- _Your task_:
List every line of the rows that contains the word "worker".

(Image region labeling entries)
"""

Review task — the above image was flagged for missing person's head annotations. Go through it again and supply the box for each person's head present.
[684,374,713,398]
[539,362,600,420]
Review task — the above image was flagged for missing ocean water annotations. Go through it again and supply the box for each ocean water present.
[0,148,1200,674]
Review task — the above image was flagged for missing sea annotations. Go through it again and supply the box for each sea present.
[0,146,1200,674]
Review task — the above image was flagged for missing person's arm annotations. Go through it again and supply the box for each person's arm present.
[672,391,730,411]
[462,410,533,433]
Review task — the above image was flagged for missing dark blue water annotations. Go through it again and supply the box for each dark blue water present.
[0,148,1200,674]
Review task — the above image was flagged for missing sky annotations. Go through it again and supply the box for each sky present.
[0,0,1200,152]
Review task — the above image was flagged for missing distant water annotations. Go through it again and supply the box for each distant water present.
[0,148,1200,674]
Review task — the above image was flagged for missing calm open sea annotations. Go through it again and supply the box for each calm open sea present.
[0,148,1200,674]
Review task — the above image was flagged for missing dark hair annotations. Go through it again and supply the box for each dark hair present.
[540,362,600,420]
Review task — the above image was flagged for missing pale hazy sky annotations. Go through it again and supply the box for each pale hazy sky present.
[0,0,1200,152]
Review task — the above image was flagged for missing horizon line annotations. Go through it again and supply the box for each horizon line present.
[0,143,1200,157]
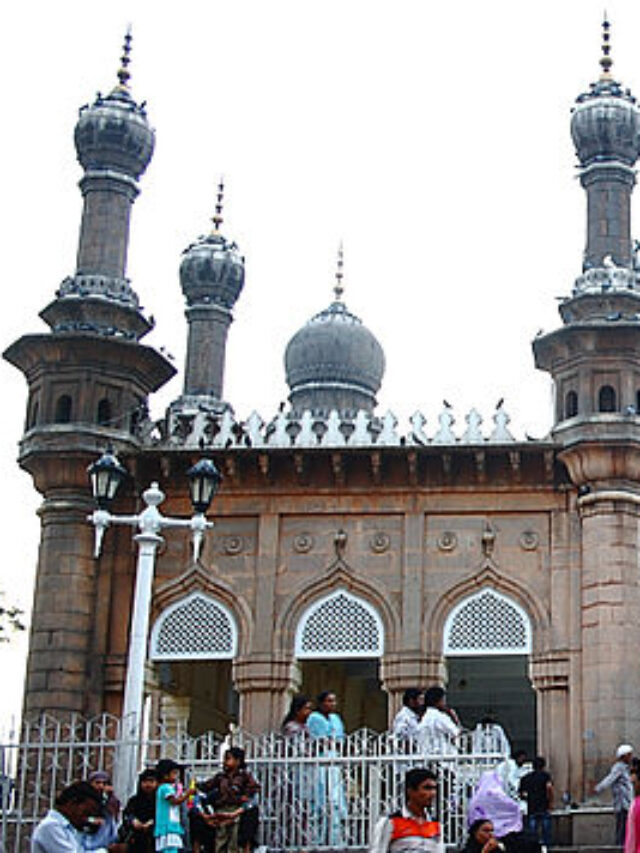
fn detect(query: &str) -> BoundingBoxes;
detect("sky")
[0,0,640,732]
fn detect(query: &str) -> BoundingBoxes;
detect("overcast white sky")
[0,0,640,732]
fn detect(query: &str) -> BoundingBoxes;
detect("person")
[120,769,158,853]
[391,687,424,741]
[461,817,504,853]
[471,714,511,755]
[31,782,102,853]
[82,770,120,851]
[282,695,313,738]
[496,749,529,810]
[153,758,190,853]
[624,761,640,853]
[307,690,347,847]
[418,685,461,755]
[204,746,260,853]
[520,755,553,848]
[369,767,443,853]
[595,743,633,847]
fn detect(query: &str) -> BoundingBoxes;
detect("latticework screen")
[151,593,237,660]
[296,591,384,658]
[444,589,531,655]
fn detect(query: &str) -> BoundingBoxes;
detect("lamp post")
[88,451,222,797]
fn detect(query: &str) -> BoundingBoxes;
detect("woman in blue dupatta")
[307,690,347,847]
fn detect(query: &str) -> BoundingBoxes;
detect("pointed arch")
[425,560,549,654]
[294,589,384,659]
[149,592,238,661]
[276,560,399,652]
[442,587,531,657]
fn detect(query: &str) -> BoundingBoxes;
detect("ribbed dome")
[180,232,244,309]
[284,300,385,411]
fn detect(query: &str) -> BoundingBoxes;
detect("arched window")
[598,385,617,412]
[150,592,238,660]
[98,397,111,426]
[295,590,384,658]
[54,394,71,424]
[564,391,578,418]
[444,589,531,655]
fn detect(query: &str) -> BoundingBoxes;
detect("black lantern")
[187,459,222,515]
[87,450,128,509]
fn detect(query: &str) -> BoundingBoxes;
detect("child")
[153,758,189,853]
[205,746,260,853]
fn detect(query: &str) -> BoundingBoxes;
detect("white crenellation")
[161,404,545,451]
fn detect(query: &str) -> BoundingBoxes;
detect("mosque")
[4,22,640,796]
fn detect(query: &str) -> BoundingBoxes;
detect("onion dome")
[180,181,244,311]
[74,33,154,180]
[284,247,385,413]
[571,18,640,167]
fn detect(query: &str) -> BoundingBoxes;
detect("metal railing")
[0,714,505,853]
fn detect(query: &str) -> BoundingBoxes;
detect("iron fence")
[0,714,505,853]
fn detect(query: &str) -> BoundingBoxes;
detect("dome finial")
[600,11,613,80]
[211,175,224,234]
[118,24,131,91]
[333,240,344,302]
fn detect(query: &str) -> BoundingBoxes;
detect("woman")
[120,770,158,853]
[461,817,504,853]
[282,696,313,738]
[307,690,347,847]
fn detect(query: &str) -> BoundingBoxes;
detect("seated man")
[369,767,444,853]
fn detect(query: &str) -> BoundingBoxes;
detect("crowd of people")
[32,686,640,853]
[31,747,260,853]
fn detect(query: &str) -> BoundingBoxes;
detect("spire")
[333,240,344,302]
[211,175,224,234]
[118,26,131,91]
[600,12,613,81]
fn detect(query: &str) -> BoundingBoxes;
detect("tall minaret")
[533,15,640,796]
[172,179,244,411]
[4,34,175,715]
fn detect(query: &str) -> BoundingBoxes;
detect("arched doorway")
[149,592,238,735]
[443,588,536,756]
[295,589,387,731]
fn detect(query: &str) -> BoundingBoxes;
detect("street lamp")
[88,451,222,796]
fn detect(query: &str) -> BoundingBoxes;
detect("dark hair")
[404,767,438,797]
[402,687,422,706]
[316,690,336,705]
[424,685,446,708]
[56,782,102,808]
[224,746,245,767]
[469,817,493,838]
[282,694,309,727]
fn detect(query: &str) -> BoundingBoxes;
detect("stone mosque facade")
[4,24,640,797]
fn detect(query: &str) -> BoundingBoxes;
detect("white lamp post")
[88,451,222,798]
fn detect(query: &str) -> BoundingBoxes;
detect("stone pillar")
[530,653,571,797]
[24,488,96,717]
[232,653,300,734]
[578,490,640,794]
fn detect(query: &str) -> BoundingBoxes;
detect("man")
[369,767,443,853]
[595,743,633,847]
[391,687,424,740]
[520,755,553,849]
[418,686,461,755]
[31,782,102,853]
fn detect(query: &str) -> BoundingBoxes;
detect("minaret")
[284,244,385,417]
[171,179,244,411]
[4,34,175,715]
[533,15,640,795]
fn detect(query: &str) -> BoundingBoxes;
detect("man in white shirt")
[418,686,461,755]
[391,687,424,740]
[31,782,102,853]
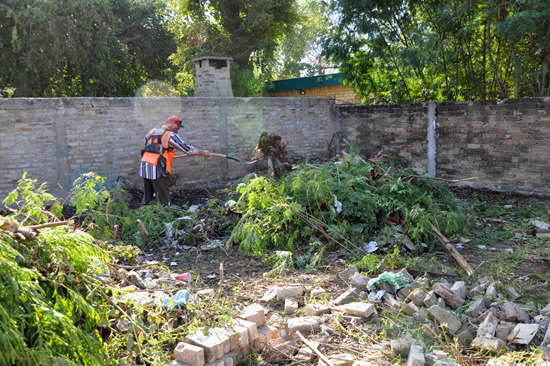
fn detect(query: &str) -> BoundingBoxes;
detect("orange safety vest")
[141,126,176,177]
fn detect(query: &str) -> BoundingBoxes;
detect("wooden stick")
[296,330,334,366]
[137,219,149,235]
[225,234,235,249]
[432,225,474,276]
[106,262,154,269]
[25,220,74,229]
[406,175,479,183]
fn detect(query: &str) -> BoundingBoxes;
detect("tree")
[171,0,297,96]
[277,0,330,79]
[0,0,175,97]
[325,0,550,103]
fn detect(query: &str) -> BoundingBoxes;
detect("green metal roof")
[262,74,345,93]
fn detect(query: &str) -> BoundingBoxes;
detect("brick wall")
[337,98,550,195]
[265,85,360,104]
[0,98,334,200]
[0,98,550,199]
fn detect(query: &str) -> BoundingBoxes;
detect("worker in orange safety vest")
[139,116,210,205]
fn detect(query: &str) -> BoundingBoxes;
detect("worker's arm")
[191,148,210,158]
[170,133,210,158]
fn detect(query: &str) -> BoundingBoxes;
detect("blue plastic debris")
[162,290,189,310]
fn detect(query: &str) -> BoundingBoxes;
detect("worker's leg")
[153,177,170,205]
[141,178,155,206]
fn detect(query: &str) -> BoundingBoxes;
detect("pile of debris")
[162,267,550,366]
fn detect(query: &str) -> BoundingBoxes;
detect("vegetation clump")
[234,153,466,270]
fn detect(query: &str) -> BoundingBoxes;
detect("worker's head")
[166,116,183,133]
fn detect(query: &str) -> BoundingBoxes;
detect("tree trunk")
[487,5,506,99]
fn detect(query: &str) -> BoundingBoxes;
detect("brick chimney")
[193,56,233,98]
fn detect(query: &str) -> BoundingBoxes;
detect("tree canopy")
[325,0,550,103]
[0,0,175,97]
[171,0,298,96]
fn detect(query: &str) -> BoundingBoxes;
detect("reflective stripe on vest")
[141,126,176,176]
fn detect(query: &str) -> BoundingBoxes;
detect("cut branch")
[432,225,474,276]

"""

- _Exercise response_:
detect("worker in orange safety vest")
detect("worker's arm")
detect("worker's leg")
detect("worker's head")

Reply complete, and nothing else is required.